Unfortunately, the exported version of model.pt was still rejected from the NPU because of the same errors I described before.

Thank you

Can you show the name of the layers with int64 operations?

Hi @Toxite,

I have attached a screenshot of the Find window after searching for int64 within the fully quantized model.

Thank you

Can you check the ONNX graph too and see if INT64 exists?

Hi @Toxite,

There are many int64 instances in the ONNX model as well.

Thank you

You can remove the postprocessing from the model and export.

from ultralytics import YOLO, ASSETS
from ultralytics.nn.modules import Detect

model = YOLO("yolov10n.pt")
for m in model.model.model.modules():                     
    if hasattr(m, "num_batches_tracked"): del m.num_batches_tracked

model.ckpt.update(dict(model=model.model))
if "ema" in model.ckpt: del model.ckpt["ema"]
model.save("model.pt")

model = YOLO("model.pt")
Detect.postprocess = lambda s,x,y,z: x
model.export(format="tflite", int8=True)

However, you will have to manually apply the post-processing after inference:

1 Like

Hi @Toxite,

The model seems to be running on the NPU now as I do not see the int64 error. I need to examine the output tensor now.
Your help is greatly appreciated!

Excerpts from a pointing dataset
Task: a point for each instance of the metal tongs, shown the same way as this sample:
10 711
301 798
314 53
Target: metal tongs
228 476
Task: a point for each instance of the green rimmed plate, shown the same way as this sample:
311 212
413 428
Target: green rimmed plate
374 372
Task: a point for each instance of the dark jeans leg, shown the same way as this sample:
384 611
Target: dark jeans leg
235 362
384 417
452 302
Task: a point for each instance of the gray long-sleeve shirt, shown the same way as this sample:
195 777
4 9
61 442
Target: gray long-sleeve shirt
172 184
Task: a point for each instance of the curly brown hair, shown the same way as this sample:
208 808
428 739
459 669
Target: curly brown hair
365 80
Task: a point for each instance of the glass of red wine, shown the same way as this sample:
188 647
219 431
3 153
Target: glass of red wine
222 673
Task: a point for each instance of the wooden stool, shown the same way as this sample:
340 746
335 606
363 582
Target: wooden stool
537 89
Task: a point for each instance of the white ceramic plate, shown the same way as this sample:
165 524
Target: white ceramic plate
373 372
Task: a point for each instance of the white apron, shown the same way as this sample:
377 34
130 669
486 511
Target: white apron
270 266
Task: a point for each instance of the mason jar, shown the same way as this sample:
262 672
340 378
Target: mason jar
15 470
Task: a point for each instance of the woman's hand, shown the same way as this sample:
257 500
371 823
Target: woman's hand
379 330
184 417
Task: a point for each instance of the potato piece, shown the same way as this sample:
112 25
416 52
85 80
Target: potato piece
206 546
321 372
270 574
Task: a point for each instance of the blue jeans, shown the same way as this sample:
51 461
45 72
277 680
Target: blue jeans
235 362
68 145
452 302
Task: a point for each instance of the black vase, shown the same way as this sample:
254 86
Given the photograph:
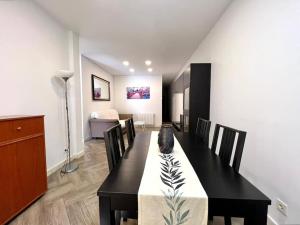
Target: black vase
166 139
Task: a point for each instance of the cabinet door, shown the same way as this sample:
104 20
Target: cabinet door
31 172
7 182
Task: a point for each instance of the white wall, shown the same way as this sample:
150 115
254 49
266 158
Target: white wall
89 105
255 54
152 105
33 47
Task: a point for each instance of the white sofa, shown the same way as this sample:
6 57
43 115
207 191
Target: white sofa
105 119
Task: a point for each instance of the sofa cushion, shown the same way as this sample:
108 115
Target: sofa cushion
108 114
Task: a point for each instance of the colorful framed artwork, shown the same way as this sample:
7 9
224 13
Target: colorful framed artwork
138 92
100 89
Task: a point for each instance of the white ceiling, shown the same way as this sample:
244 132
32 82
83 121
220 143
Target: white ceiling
164 31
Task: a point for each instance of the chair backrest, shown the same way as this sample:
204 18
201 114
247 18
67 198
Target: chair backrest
114 144
227 144
130 131
202 130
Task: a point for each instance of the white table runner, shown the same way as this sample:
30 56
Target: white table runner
170 192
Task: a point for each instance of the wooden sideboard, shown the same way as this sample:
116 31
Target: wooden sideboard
23 177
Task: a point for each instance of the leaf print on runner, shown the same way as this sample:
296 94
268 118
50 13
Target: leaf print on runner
171 177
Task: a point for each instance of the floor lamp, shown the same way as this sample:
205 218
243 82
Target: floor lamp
69 167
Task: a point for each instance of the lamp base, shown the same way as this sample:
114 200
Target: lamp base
69 168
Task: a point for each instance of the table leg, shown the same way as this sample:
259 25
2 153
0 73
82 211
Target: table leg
257 216
107 216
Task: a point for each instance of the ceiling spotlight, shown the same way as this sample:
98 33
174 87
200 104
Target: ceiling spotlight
125 63
148 62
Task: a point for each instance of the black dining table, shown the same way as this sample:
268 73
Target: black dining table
229 193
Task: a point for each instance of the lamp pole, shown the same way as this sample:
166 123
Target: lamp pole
69 166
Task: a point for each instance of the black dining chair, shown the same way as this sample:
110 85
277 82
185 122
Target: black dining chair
202 130
115 149
130 130
226 150
114 144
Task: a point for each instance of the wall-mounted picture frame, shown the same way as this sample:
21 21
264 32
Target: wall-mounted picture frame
100 89
138 92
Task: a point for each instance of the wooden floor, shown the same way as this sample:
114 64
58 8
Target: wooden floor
71 199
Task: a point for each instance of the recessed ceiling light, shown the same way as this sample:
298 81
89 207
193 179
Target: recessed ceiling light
148 62
125 63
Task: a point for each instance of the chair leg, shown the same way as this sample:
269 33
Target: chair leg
227 220
118 217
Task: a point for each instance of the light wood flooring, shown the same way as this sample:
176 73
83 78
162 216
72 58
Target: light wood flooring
71 199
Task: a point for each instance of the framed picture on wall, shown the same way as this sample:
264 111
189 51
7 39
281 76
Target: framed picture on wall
138 92
100 89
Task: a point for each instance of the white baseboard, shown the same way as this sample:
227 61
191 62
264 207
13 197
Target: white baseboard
271 221
57 166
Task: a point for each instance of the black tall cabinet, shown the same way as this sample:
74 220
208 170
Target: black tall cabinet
194 83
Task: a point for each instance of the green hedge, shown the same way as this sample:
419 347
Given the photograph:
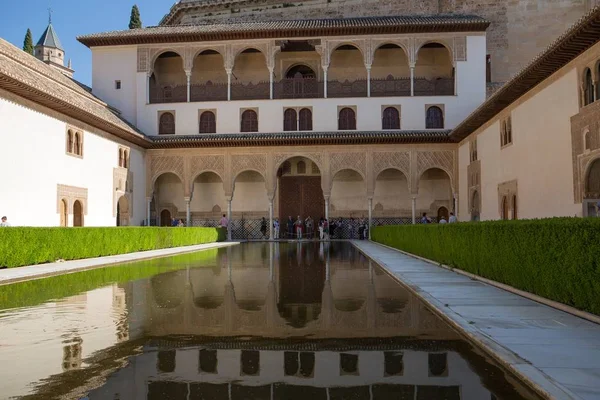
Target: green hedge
28 246
557 258
38 291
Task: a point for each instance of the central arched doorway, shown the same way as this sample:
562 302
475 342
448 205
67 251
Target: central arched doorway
300 192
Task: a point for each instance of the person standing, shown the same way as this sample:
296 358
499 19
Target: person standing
452 218
263 227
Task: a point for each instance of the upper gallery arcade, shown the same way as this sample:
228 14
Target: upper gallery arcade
428 72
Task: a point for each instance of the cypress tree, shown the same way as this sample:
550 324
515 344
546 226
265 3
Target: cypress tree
135 21
28 43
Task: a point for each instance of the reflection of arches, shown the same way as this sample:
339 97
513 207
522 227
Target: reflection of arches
347 119
434 118
165 218
64 213
304 71
249 122
77 213
166 124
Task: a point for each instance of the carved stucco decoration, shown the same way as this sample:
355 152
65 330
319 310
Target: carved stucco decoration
443 160
204 163
248 162
353 161
394 160
70 194
164 164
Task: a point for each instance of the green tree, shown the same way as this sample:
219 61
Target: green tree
28 43
135 21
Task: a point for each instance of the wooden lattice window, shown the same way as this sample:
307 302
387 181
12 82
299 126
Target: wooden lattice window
347 119
588 88
391 118
166 124
208 122
435 118
305 120
289 120
249 121
70 141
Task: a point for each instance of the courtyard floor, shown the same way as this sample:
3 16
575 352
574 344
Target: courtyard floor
557 352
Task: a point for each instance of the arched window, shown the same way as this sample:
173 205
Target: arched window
435 118
347 120
208 123
588 88
305 120
77 145
391 118
249 121
166 124
290 122
69 141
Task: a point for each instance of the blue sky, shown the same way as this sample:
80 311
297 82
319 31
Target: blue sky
72 18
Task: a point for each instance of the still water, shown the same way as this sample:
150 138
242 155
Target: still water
253 321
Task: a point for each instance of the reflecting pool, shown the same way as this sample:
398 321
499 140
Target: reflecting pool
253 321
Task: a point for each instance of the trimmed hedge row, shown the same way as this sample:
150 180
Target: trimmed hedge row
28 246
557 258
38 291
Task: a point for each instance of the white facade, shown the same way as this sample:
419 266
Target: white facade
35 161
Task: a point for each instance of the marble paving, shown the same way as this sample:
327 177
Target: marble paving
557 352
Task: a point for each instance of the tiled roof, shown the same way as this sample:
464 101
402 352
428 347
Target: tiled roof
291 28
25 75
300 138
49 38
575 41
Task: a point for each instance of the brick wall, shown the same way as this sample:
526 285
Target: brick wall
519 30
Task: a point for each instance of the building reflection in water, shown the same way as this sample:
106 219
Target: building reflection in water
290 321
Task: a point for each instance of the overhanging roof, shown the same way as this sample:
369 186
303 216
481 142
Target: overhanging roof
287 29
576 40
300 139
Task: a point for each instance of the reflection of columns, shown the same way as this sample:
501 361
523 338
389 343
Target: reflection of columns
325 81
370 216
229 218
188 75
187 211
412 80
271 83
229 72
368 80
148 201
271 219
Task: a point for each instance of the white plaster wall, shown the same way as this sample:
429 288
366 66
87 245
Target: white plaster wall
539 158
113 63
110 64
34 161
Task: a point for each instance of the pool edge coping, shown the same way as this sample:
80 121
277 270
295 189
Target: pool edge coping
535 378
67 267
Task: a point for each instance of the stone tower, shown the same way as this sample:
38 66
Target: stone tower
49 50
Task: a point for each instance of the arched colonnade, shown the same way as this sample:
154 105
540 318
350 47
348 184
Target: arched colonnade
392 186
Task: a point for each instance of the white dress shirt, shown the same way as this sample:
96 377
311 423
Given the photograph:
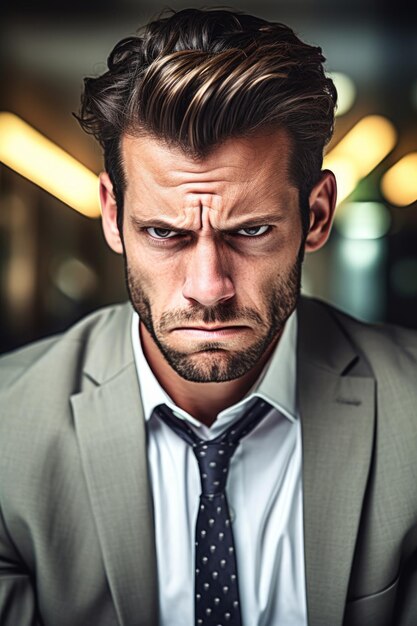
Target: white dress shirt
264 491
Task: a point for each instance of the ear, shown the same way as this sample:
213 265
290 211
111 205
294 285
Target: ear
109 214
322 202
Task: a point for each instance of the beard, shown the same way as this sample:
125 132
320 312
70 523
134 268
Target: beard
212 362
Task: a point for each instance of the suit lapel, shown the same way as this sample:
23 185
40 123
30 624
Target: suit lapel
112 439
337 414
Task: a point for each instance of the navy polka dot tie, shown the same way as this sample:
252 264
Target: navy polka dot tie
216 583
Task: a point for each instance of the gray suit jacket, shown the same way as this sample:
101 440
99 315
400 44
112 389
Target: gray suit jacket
77 545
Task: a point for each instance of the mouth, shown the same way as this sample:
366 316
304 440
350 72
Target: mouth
210 332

- **WHAT THE EXERCISE ASKS**
Quote the forum thread about the int64 errors on the NPU in full, word for word. This material is separate from the forum thread.

- **ANSWER TO THE EXERCISE**
Unfortunately, the exported version of model.pt was still rejected from the NPU because of the same errors I described before.

Thank you

Can you show the name of the layers with int64 operations?

Hi @Toxite,

I have attached a screenshot of the Find window after searching for int64 within the fully quantized model.

Thank you

Can you check the ONNX graph too and see if INT64 exists?

Hi @Toxite,

There are many int64 instances in the ONNX model as well.

Thank you

You can remove the postprocessing from the model and export.

from ultralytics import YOLO, ASSETS
from ultralytics.nn.modules import Detect

model = YOLO("yolov10n.pt")
for m in model.model.model.modules():                     
    if hasattr(m, "num_batches_tracked"): del m.num_batches_tracked

model.ckpt.update(dict(model=model.model))
if "ema" in model.ckpt: del model.ckpt["ema"]
model.save("model.pt")

model = YOLO("model.pt")
Detect.postprocess = lambda s,x,y,z: x
model.export(format="tflite", int8=True)

However, you will have to manually apply the post-processing after inference:

1 Like

Hi @Toxite,

The model seems to be running on the NPU now as I do not see the int64 error. I need to examine the output tensor now.
Your help is greatly appreciated!